● **YOUR GOAL**: Write the next few paragraphs of the post below about running OpenNMS on a 64-bit Debian etch server, starting right after its last line.

● **EXERCISE TEXT**:
- Opening Delimiter -
There is an open source product called OpenNMS that I am trying to get working in our enterprise. It’s a great product, and they even have packages for Debian, my Linux distro of choice.
Unfortunately for me, the server that I am using is running a pre-release version of Debian, the “testing” release called etch. It is the amd64 port, because I have a dual-core 64-bit chip. When I first set this up, I managed to get the stable release to properly build 64-bit packages tuned to my system, though the project does not yet create packages for etch or for 64-bit.
I decided yesterday (after struggling with glitches I couldn’t diagnose) that I was going to try to run the latest and greatest development version of OpenNMS. I ran into a lot of problems while trying to compile it, so I wrote an email to the mailing list, part of which said this:
I’m really looking forward to the day when I can install on a 64-bit etch system directly from APT. If there’s any way my haphazard skill set can help make this a reality, please let me know.
I got this back as a reply:
Glad you asked. You could start by packaging Maven for Debian.
- Closing Delimiter -
● **MATERIAL SHOWN**:
- Opening Delimiter -
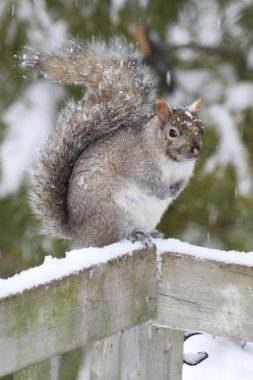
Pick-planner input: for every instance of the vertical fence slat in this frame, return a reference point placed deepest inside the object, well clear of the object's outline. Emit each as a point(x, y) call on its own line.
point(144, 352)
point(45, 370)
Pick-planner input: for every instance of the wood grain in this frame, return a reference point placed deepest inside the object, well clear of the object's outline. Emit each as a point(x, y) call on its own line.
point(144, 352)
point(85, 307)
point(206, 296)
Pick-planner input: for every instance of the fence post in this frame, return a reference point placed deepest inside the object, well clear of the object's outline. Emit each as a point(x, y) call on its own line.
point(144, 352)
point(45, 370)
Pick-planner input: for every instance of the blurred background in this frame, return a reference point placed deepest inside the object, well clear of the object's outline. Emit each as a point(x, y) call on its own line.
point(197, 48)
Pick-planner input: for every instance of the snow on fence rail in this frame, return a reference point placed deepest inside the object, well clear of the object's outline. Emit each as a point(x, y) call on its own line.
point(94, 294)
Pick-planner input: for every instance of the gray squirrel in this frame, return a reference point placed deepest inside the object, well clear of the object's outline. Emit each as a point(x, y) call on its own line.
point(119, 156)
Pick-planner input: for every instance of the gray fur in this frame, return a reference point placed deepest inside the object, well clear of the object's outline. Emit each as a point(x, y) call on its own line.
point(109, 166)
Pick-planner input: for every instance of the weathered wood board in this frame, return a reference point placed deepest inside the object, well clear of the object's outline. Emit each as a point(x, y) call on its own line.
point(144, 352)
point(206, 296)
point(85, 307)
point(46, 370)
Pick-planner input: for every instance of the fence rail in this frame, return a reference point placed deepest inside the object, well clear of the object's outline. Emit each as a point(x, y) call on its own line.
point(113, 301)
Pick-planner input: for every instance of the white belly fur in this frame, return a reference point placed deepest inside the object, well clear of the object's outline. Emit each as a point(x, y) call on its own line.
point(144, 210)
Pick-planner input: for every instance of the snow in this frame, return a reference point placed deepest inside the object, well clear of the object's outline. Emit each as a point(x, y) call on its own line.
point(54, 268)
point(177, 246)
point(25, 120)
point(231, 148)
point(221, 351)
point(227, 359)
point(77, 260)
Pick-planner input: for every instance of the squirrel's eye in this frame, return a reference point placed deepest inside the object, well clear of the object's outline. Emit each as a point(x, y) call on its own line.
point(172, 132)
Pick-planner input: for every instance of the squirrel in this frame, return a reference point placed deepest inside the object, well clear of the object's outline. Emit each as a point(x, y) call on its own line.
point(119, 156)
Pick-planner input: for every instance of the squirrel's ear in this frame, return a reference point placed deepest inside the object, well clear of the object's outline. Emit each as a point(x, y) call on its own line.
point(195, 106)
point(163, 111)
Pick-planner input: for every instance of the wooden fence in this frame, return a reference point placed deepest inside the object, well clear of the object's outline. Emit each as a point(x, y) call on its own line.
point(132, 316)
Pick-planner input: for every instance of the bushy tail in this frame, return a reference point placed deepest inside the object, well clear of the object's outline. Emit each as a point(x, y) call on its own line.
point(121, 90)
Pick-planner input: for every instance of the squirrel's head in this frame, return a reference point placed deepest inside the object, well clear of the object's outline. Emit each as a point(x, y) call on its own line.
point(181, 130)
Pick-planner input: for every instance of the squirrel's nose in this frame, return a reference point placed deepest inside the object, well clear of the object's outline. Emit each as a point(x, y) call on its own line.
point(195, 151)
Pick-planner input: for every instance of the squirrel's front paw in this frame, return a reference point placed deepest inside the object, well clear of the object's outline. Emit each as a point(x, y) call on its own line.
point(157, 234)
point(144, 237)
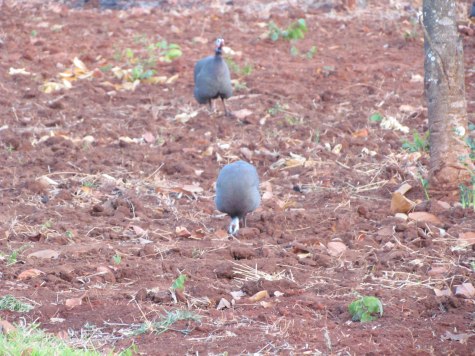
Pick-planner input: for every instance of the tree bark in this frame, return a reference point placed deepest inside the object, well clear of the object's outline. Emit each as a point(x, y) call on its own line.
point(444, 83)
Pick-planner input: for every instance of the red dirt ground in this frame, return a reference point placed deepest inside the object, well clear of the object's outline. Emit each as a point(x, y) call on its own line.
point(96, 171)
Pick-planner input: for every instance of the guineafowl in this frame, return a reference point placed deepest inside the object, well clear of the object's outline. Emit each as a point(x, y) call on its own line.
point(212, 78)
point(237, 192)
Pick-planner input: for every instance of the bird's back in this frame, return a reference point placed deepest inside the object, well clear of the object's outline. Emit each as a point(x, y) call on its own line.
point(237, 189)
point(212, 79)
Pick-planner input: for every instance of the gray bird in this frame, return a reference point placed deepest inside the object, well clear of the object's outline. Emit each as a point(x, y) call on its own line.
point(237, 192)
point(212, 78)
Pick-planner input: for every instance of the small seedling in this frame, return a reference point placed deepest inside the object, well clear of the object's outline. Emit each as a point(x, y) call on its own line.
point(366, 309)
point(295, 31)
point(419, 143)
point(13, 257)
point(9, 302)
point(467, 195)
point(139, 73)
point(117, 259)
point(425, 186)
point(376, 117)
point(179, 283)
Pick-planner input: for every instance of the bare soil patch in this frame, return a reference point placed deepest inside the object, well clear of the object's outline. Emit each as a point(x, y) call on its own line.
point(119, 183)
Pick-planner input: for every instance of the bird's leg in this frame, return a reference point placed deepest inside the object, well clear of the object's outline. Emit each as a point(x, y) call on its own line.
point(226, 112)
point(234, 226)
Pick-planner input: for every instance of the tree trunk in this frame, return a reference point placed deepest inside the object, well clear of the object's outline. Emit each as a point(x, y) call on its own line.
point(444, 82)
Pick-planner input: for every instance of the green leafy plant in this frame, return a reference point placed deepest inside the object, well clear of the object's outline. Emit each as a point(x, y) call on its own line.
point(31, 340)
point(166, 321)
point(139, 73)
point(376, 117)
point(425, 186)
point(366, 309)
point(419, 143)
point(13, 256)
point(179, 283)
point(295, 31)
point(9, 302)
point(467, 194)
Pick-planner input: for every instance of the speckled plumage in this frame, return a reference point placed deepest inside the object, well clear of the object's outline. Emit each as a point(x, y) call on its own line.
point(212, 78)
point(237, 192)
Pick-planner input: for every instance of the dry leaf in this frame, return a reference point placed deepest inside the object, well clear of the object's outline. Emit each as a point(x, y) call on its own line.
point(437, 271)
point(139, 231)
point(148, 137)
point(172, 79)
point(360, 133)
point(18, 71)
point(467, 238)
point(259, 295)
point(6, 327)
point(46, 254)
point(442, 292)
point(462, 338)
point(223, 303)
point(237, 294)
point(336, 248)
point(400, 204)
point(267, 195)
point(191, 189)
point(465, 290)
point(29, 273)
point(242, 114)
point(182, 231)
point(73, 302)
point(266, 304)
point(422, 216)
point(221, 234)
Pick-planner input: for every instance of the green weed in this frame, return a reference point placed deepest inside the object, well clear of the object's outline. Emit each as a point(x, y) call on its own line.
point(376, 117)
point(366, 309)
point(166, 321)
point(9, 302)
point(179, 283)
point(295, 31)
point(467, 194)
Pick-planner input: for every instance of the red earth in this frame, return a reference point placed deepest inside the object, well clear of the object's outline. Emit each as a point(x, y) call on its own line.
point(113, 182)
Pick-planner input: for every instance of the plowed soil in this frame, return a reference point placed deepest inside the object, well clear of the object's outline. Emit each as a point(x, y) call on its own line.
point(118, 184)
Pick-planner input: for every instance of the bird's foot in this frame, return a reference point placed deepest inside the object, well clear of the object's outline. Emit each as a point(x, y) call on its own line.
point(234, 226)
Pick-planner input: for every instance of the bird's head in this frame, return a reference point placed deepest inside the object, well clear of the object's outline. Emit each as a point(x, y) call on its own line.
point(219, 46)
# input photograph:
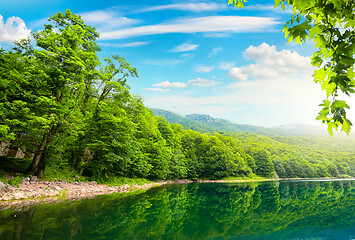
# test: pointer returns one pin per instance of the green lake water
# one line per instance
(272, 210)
- Closing Delimiter -
● **TASK RESPONSE**:
I should warn you though, on a scale of 1 to 10, (where 1 is “no problem, I’ll take 10 minutes during my lunch hour”, and 10 is “I’ll quit my job, leave my wife and kids, and move into an abandoned missle silo for a two years”), this task is a 9.
Although it’s good to know that the reason that etch packages don’t exist yet has nothing to do with the developers being lazy, that was not exactly the response I was looking for!
For the uninformed, which included me until last night, Maven is a piece of Java software that manages the build process of other Java-based software. The OpenNMS project recently switched to Maven, where they were previously using Ant. The OpenNMS source tree includes a complete copy of the latest version of Maven, rather than expecting people to have it on their systems already. This is a change from the stable branch of OpenNMS, which requires that your system already have Ant installed before you can compile it.